■ TASK SET
**a.** In the passage on planning your workday, what are high-energy blocks meant for?
**b.** Extend the passage on planning your workday, picking up right after its final sentence.

■ SELECTED EXCERPT
■ ■ ■

As you complete tasks, check them off. Watch your list shrink. There's a primal satisfaction in this—your brain rewards completion, and that little dopamine hit motivates you to keep going.
If you finish early, you can pull in more tasks from your weekly plan. But don't feel obligated to fill every minute. Finishing your planned tasks early is a win, not an invitation to overload yourself.
If something takes longer than expected, don't panic. Move it to tomorrow or back to the weekly pool. The goal isn't to complete everything you planned—it's to make consistent progress on what matters while maintaining a sustainable pace.
Interruptions happen. Someone needs something urgent. A meeting runs long. An unexpected problem demands attention.
When interrupted, make a quick decision:
After handling the interruption, return to your plan. The structure is there to help you recover, not to make you feel guilty.
Not all hours are equal. You probably have times when you're sharp and focused, and times when you're running on fumes. Plan accordingly.
High-energy blocks (often morning for most people) are for deep work: complex thinking, creative tasks, challenging problems. Protect these hours.
Medium-energy blocks work well for planning, communication, and tasks that require attention but not intense focus.

■ ■ ■

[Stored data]
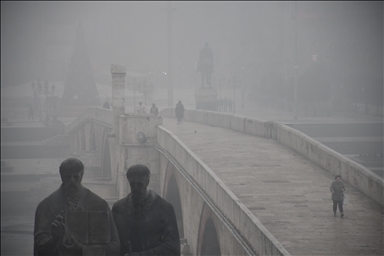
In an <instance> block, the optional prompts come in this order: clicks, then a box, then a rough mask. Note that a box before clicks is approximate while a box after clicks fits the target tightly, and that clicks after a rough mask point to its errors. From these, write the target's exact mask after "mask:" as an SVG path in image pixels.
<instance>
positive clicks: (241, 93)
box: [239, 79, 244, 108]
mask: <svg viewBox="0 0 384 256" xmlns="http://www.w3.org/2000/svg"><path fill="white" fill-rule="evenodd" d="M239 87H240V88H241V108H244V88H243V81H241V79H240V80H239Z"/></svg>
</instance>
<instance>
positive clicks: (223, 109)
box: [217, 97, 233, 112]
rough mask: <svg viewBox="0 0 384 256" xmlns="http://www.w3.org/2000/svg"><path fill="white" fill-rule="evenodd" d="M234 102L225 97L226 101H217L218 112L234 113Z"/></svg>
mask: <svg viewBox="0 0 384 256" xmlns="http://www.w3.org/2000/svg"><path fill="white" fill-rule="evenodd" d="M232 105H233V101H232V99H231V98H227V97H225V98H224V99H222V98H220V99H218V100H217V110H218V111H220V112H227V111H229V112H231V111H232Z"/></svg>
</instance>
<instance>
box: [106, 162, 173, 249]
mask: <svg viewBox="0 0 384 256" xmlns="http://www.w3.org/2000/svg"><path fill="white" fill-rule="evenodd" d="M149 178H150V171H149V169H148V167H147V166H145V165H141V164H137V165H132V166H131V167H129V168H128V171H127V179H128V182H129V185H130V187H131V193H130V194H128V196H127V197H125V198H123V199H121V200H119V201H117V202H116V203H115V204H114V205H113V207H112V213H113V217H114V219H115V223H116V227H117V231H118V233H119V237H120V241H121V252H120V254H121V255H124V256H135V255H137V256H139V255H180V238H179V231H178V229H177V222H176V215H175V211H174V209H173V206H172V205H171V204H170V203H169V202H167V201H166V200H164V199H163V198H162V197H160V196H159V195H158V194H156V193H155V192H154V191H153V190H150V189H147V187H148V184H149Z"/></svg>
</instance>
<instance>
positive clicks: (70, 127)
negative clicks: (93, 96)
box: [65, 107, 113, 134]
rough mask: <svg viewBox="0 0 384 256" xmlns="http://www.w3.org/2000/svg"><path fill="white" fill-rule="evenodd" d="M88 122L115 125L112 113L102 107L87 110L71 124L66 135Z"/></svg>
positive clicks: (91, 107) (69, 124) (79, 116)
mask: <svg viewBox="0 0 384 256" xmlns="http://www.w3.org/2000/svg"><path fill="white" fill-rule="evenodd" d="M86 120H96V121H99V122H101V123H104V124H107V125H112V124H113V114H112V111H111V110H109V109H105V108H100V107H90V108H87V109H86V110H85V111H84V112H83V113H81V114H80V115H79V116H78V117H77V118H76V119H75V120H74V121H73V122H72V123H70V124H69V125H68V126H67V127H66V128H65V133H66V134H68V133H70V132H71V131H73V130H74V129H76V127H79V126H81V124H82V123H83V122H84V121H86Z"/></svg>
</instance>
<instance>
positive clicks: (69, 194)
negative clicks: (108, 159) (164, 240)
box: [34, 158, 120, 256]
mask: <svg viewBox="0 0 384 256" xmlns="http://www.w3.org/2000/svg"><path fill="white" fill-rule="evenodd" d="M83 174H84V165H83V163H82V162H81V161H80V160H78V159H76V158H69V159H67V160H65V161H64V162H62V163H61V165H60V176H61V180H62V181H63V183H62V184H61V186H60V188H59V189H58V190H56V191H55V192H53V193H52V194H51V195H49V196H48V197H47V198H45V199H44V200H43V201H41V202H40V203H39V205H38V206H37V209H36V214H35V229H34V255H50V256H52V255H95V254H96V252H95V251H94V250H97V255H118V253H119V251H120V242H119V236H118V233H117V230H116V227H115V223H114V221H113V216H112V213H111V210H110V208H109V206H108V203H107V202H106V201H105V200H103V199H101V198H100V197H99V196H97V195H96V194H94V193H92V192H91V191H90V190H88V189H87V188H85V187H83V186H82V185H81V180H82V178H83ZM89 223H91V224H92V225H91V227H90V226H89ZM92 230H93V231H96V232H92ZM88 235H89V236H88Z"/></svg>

■ ■ ■

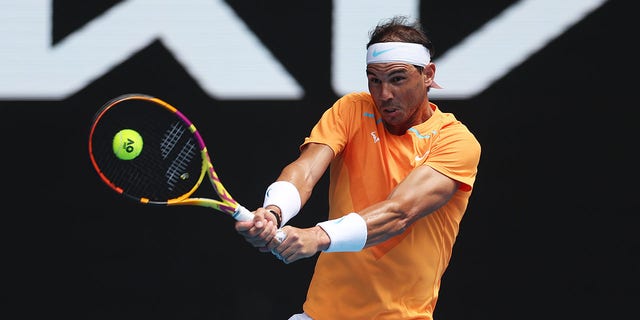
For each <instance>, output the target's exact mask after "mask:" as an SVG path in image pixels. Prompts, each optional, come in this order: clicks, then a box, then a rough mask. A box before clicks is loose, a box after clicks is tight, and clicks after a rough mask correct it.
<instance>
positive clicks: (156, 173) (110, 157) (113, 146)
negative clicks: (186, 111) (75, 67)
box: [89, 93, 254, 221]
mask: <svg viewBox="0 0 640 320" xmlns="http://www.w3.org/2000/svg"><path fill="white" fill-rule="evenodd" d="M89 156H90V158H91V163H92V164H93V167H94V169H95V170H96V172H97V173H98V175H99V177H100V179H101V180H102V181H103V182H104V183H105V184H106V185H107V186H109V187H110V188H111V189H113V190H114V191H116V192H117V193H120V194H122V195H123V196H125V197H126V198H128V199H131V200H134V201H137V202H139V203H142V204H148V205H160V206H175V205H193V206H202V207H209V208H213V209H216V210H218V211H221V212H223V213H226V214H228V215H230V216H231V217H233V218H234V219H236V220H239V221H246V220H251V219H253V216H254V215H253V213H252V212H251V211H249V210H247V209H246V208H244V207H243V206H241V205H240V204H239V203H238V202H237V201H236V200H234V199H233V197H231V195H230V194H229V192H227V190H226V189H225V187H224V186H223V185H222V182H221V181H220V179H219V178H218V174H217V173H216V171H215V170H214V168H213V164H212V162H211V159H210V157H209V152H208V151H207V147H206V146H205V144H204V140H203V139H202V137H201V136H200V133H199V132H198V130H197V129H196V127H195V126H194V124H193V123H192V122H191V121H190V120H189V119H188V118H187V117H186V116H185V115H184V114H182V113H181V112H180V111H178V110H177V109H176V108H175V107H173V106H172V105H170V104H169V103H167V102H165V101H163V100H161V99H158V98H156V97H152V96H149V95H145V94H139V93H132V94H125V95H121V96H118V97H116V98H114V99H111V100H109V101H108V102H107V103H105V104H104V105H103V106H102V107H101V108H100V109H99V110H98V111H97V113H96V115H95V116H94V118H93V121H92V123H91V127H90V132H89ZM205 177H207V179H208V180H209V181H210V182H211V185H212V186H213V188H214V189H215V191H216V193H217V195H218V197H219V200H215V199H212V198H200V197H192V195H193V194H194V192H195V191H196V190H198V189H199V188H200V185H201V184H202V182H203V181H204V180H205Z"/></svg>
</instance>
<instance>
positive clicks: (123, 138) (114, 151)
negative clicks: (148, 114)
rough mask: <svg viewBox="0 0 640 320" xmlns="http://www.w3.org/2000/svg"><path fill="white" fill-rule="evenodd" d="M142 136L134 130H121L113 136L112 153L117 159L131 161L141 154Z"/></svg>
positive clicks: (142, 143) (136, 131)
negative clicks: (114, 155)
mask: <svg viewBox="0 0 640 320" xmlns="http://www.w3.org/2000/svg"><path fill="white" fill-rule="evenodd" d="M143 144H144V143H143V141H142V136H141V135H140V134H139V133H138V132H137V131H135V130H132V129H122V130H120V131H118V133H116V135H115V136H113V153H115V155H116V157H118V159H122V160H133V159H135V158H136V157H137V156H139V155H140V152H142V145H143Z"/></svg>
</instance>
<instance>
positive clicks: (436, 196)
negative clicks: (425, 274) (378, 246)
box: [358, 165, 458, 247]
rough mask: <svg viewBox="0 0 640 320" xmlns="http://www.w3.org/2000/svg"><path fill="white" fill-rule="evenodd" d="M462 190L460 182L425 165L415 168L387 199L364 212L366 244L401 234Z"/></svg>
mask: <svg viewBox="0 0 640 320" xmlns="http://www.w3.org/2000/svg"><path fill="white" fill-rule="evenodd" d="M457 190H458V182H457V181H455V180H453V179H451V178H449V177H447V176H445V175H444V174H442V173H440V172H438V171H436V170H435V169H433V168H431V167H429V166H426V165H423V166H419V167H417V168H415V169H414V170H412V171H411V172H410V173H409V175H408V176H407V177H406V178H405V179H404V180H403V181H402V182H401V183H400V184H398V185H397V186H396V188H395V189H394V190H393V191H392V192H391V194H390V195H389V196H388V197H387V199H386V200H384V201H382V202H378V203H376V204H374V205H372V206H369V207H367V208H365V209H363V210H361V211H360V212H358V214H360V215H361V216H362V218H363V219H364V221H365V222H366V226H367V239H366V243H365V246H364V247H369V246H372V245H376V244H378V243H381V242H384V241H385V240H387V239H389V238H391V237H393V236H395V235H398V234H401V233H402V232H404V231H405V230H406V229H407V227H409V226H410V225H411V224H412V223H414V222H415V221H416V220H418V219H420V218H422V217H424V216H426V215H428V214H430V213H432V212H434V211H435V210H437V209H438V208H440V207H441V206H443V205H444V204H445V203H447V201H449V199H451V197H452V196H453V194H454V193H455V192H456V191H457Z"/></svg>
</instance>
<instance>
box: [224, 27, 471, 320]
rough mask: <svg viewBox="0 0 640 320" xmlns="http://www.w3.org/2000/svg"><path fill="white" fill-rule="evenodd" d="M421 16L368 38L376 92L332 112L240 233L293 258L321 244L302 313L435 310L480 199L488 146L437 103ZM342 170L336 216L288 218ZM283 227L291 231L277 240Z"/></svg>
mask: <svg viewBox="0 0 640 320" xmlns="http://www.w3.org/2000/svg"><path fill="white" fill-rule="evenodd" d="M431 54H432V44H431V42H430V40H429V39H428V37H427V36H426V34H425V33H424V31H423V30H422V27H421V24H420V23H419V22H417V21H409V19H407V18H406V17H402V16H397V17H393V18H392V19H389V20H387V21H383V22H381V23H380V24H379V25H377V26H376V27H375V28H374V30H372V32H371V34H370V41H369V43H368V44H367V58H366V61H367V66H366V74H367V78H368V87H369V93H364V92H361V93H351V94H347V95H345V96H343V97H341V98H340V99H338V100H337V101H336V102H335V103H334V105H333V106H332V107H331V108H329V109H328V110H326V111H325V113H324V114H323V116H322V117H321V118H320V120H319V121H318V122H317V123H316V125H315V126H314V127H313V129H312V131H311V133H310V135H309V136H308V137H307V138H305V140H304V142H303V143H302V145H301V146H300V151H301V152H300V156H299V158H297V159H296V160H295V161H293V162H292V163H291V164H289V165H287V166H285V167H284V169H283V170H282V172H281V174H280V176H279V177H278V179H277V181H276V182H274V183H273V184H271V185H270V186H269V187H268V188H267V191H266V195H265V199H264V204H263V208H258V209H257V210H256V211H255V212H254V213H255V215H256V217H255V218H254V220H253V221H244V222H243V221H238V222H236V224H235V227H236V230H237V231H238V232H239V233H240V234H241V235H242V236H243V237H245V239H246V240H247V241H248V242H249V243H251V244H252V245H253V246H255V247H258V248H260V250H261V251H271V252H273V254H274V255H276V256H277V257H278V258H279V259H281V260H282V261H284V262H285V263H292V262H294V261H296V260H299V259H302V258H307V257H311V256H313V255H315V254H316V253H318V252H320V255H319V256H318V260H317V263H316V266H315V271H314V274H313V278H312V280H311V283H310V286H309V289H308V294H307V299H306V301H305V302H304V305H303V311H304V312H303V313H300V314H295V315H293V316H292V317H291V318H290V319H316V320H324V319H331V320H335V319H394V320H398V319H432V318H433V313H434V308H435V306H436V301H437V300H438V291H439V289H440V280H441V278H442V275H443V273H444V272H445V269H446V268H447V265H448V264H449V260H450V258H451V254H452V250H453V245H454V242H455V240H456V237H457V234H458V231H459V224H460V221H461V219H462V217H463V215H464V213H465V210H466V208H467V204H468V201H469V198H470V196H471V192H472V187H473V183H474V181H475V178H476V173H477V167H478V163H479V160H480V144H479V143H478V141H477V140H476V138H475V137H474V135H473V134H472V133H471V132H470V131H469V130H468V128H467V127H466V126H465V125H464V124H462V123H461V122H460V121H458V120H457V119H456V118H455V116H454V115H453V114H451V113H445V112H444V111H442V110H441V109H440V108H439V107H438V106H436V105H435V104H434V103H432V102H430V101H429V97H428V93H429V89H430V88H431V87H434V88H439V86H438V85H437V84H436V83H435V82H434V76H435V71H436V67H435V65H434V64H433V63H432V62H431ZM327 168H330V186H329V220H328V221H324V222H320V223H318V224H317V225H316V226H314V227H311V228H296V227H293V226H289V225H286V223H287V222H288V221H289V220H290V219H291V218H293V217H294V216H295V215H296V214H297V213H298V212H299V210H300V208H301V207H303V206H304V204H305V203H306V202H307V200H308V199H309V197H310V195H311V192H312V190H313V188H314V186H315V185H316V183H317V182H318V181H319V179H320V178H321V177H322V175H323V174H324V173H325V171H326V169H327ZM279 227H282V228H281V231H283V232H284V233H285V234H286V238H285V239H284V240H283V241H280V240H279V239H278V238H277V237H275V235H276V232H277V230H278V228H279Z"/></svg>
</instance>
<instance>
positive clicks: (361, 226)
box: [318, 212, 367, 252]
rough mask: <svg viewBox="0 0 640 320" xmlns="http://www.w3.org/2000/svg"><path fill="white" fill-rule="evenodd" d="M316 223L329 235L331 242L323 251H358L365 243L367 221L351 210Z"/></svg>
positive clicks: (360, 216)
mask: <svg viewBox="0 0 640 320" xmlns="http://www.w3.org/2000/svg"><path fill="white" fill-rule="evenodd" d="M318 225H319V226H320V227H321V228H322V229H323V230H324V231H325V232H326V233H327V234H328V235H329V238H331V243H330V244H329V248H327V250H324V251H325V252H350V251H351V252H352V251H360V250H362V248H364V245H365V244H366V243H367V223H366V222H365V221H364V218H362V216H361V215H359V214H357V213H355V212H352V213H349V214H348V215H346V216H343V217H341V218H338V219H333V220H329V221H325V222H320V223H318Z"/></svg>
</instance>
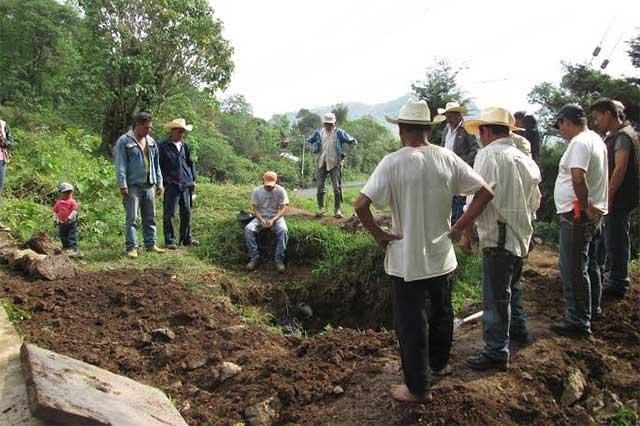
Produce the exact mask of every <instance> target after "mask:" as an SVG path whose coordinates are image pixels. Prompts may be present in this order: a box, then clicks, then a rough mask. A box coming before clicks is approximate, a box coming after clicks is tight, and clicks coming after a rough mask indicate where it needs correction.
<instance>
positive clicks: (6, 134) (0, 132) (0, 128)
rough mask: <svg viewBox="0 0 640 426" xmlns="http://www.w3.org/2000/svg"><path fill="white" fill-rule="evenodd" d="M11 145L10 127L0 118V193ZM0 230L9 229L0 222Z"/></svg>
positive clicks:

■ ■ ■

■ PER-TASK OUTPUTS
**a.** Deep work: complex thinking, creative tasks, and challenging problems.

**b.**
Low-energy blocks (often late afternoon) are fine for routine work: admin tasks, quick emails, organizing. Don't waste prime mental energy on tasks that could be done tired.
Know your chronotype
Not everyone is a morning person. If you do your best work at night, honor that. The point isn't to follow someone else's schedule—it's to match your important tasks to your best hours.
Habits you've set up appear automatically when they're due. You don't need to plan them—they just show up.
Check them off as you complete them. If you miss one, don't stress. The occasional skip is normal. What matters is the pattern over time, not any single day.
See Habits for more on building and tracking recurring behaviors.
Before you wrap up, take two minutes to close out the day:
First, check off anything you completed that you haven't marked yet. This ensures your records are accurate and gives you a sense of closure.
Second, look at what's left. If tasks remain, decide: move to tomorrow, back to the weekly pool, or just delete if they're no longer important. Don't leave dangling tasks cluttering your view.
Third, glance at tomorrow. Do you know what you're doing? If your tomorrow is already planned (which ideally it is—see "The Night Before" below), you can close your laptop with confidence. You've done today's work. Tomorrow's plan is ready. You're free to enjoy your evening.
Some people plan their day the night before. Others prefer to plan in the morning. Both work—choose what fits your life.
Night-before planning has advantages: you go to bed knowing tomorrow is figured out, and you wake up ready to execute. You also do your planning when you have perspective on the day, not when you're groggy and reactive.
Morning planning works too, especially if your evenings are chaotic or your days are unpredictable. Just keep it short—5 minutes to review and commit, not 30 minutes of reorganizing.
The worst approach is no planning—just opening LifeGrid and reacting to whatever seems most urgent. That's a recipe for busyness without progress.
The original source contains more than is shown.